- [SOURCE PASSAGE]:
+++

In the first ‘test’, the very boring and tired looking Norma makes a decision because she’s essentially been coerced into it. The circumstances leading to her choice are engineered by ‘those who control the lightning’, which ultimately is, the Martians.
I wish I was making this shit up. These lightning chaps and chapettes randomly possess people who do little more than turn their heads at the same moment in order to look at Arthur or Norma whenever they walk in to particular places. Sure it looks creepy, and is mostly ripped off from the one thousand versions of Invasion of the Body Snatchers, but what does it mean apart from looking eerie? Literally nothing, it’s just done for no other reason. Why is Arthur then presented with three watery portals, two of which lead to eternal damnation, one of which leads to his bedroom? Because it looks cool and meaningful to Richard Kelly.
Not being content with presenting these people with a choice that’s no choice at all, Langella’s stupid character comes back later and sets up an even more forced and coerced decision, essentially convincing one member of the couple to kill the other unless they want their son to grow up like Helen Keller: deaf and blind.
How does that test altruism? If I hold a gun to your head, and compel you to fuck a pumpkin, and you fuck the pumpkin, how have I proved that, by inclination, you’re a pumpkin-fucker at heart? All I’ve proved is that, sufficiently threatened and in fear for your life, you’d do something you wouldn’t ordinarily do.

+++

- [TO DO]: Copy out the film review from "How does that" to "wouldn’t ordinarily do.", changing "gun" to "knife".

- [PROVIDED DATA]:
+++

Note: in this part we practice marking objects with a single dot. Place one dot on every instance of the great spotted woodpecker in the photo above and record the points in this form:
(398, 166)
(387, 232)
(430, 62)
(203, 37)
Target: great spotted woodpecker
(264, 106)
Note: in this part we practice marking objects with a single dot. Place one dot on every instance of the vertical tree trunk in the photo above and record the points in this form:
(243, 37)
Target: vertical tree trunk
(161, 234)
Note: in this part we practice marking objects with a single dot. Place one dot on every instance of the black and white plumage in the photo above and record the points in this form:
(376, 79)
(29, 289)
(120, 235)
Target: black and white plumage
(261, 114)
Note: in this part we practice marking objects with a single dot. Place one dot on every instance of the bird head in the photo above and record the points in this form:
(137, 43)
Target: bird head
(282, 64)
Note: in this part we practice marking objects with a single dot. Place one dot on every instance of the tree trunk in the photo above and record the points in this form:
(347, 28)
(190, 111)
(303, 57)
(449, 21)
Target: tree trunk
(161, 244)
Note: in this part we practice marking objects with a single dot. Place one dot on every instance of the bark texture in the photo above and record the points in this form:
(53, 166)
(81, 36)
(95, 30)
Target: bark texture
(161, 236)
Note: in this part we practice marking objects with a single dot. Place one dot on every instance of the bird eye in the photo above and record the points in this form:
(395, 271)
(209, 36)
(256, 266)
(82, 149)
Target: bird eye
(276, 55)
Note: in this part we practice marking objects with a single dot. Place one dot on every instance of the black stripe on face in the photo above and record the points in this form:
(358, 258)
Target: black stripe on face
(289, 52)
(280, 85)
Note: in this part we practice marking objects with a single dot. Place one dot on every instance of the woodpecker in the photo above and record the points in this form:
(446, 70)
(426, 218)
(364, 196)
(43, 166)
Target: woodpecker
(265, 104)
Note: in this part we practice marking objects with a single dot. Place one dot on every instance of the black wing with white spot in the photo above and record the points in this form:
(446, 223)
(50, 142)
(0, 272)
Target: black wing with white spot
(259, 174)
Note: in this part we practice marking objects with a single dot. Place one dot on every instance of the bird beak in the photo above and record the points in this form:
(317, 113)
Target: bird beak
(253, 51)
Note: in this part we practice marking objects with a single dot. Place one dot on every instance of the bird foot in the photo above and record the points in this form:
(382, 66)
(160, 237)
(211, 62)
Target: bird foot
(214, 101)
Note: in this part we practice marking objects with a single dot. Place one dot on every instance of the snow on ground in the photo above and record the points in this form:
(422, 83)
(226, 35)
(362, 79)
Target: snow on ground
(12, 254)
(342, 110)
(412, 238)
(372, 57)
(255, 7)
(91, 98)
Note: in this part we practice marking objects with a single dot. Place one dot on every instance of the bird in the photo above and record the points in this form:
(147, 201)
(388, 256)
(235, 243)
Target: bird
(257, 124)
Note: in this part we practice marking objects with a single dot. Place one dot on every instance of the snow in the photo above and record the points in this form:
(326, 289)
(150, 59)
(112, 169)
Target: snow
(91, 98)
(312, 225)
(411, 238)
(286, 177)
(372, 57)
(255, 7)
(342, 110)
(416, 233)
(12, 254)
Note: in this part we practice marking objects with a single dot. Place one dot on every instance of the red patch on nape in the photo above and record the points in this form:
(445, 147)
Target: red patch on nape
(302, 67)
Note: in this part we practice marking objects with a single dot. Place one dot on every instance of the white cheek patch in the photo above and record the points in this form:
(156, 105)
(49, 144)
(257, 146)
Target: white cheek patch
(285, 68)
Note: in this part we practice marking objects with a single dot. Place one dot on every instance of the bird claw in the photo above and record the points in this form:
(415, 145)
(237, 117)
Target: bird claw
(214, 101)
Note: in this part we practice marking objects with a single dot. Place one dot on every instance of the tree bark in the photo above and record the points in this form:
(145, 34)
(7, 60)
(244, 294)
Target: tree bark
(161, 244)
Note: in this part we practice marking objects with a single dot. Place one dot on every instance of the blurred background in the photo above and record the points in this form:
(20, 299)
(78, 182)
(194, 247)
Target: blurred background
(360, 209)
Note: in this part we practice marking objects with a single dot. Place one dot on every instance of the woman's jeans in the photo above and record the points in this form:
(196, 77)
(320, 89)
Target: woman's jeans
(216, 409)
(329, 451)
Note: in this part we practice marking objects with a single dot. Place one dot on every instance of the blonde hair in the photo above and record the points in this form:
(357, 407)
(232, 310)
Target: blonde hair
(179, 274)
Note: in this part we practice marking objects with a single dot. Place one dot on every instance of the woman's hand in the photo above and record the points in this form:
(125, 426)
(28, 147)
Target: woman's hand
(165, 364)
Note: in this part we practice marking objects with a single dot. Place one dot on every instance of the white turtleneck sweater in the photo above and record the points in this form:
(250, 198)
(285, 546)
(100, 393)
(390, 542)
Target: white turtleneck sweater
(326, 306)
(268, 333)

+++

- [OUTPUT FOR THIS EXERCISE]:
How does that test altruism? If I hold a knife to your head, and compel you to fuck a pumpkin, and you fuck the pumpkin, how have I proved that, by inclination, you’re a pumpkin-fucker at heart? All I’ve proved is that, sufficiently threatened and in fear for your life, you’d do something you wouldn’t ordinarily do.